WORK TO BE COMPLETED: Leave out the pictures and restate the rest of the data exactly.

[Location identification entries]
★ ★ ★ ★ ★ ★ ★
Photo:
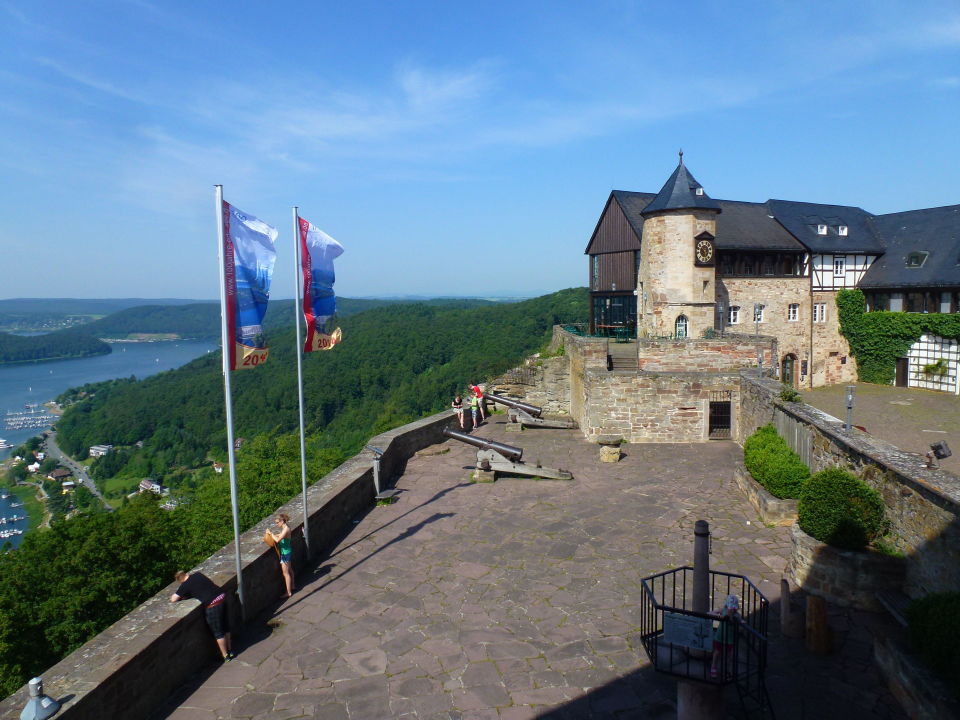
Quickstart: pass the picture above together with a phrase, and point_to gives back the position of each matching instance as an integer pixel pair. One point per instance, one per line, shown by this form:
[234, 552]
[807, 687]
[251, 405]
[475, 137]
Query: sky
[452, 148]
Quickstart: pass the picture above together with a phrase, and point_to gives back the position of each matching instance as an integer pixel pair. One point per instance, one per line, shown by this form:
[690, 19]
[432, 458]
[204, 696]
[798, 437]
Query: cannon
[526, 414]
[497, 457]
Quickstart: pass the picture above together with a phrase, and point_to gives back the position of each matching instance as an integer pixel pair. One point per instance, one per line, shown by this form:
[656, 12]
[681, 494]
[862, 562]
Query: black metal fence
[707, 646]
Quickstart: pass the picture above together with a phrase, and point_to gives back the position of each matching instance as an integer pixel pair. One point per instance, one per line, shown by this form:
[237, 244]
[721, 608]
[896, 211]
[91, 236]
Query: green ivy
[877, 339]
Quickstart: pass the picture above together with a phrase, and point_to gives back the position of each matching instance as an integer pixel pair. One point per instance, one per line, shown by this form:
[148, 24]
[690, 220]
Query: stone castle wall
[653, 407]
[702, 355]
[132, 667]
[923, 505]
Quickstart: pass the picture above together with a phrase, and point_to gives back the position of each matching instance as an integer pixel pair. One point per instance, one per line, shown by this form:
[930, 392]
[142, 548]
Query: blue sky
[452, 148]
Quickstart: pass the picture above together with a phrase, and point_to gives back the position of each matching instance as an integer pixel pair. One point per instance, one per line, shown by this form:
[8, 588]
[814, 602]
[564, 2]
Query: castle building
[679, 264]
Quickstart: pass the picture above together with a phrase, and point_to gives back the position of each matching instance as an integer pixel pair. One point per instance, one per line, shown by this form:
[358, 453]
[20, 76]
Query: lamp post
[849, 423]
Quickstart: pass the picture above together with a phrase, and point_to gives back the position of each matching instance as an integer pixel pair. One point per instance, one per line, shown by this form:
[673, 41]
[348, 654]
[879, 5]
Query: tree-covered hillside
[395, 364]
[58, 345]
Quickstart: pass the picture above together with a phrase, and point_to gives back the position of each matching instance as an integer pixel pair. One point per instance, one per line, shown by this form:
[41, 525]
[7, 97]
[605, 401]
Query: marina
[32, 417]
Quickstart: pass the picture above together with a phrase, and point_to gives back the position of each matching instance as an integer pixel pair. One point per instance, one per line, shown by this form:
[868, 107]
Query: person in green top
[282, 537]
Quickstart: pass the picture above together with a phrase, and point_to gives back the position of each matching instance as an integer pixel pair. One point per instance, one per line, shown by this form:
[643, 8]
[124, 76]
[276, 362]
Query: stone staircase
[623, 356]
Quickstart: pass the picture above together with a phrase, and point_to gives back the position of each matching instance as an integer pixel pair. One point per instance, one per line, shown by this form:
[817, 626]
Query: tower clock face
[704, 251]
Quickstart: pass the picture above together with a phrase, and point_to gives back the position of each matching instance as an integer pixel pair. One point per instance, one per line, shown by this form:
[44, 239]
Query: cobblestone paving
★ ★ ★ ★ ★ ★ ★
THE RESPONSE:
Photo:
Quickstart: pass the picture above together with a phrase, and point_to gives back the position of each matching instance as an integer pixel pair. One point per instance, one per line, shown by this form:
[234, 552]
[807, 687]
[251, 405]
[475, 137]
Query: sky
[452, 148]
Quickstart: pass the picture above together with a phrase, and point_to gives back the position of each matching instance as an integer pixel pair. One point per instance, one per line, shown by this form:
[690, 19]
[432, 458]
[204, 696]
[798, 437]
Query: cannon
[526, 414]
[497, 457]
Quickstart: pass the picture above together with a phrase, and point_to gives back the position of each matching instance as an integer pixel pair. One point per instance, one per line, shown by this form:
[656, 12]
[681, 494]
[862, 562]
Query: black metal fence
[707, 646]
Quickstart: pass the picture above together with a phrase, and point_to gives back the position of each matching instance as an integer pixel pair. One point per instance, one per line, shown by this form:
[237, 244]
[721, 608]
[896, 211]
[91, 236]
Query: green ivy
[877, 339]
Quickstart: pass the picture above together with a phrase, and point_to gives back the position of each matching instance as an integer pixel pair. One point per instance, one per line, shown by this form:
[148, 24]
[690, 220]
Query: stone castle wall
[653, 407]
[702, 355]
[132, 667]
[923, 505]
Quickstart: pass the picture above together with a phrase, and point_to gives back the position of each matching instance as an integer pixel pair. One point per instance, one per line, shown by this form:
[930, 392]
[142, 548]
Query: blue sky
[452, 148]
Quickstart: pass the picture above together with a phrase, and point_to gives back the position of each matching instance as an integer pixel pair. One point per instance, one per line, shown by this form:
[8, 588]
[814, 602]
[564, 2]
Query: castle building
[679, 264]
Quickstart: pass the picture above together with a phrase, and point_to gives back the position of each matching instance as an integer pixel pair. One point per instance, one per line, shown by this form:
[358, 453]
[20, 76]
Query: lamp post
[849, 423]
Quickstart: pass the picture above together with a phrase, and point_to gives back the position of each matching instance as an integer pixel pair. One point per instance, one per line, shown by this form:
[673, 41]
[348, 654]
[879, 5]
Query: tree-covered hillside
[395, 364]
[58, 345]
Quickstart: pass the picture above together with a phrase, and point_to gives back the position of each matching instance as an integer pixel pair. One point per instance, one per line, shown by this form:
[41, 525]
[7, 97]
[605, 401]
Query: marina
[32, 417]
Quickstart: pass the picture above together with a phrase, and point_to gives back the position of each matching instance as an integer pixel pair. One point per instance, one per line, shown by this form:
[868, 107]
Query: person in green top
[282, 537]
Quickstart: pass the picture above together with a phrase, and point_to gives back the position of each matching instance as an integer pixel pair. One point per instance, one per line, shown by this form:
[643, 8]
[124, 76]
[276, 362]
Query: stone staircase
[623, 356]
Quickstart: pass the picture above together with a phrase, and point_to gives back the position of each matching instance as an integer pixel pair. One point per instance, one per line, shown by this form:
[817, 626]
Query: tower clock face
[704, 251]
Quickstart: pass the picture above together with a phrase, and point_to gives back the position of each matching instance as an integer pixel pair. One point per instance, one per line, shown by this form:
[44, 239]
Query: cobblestone paving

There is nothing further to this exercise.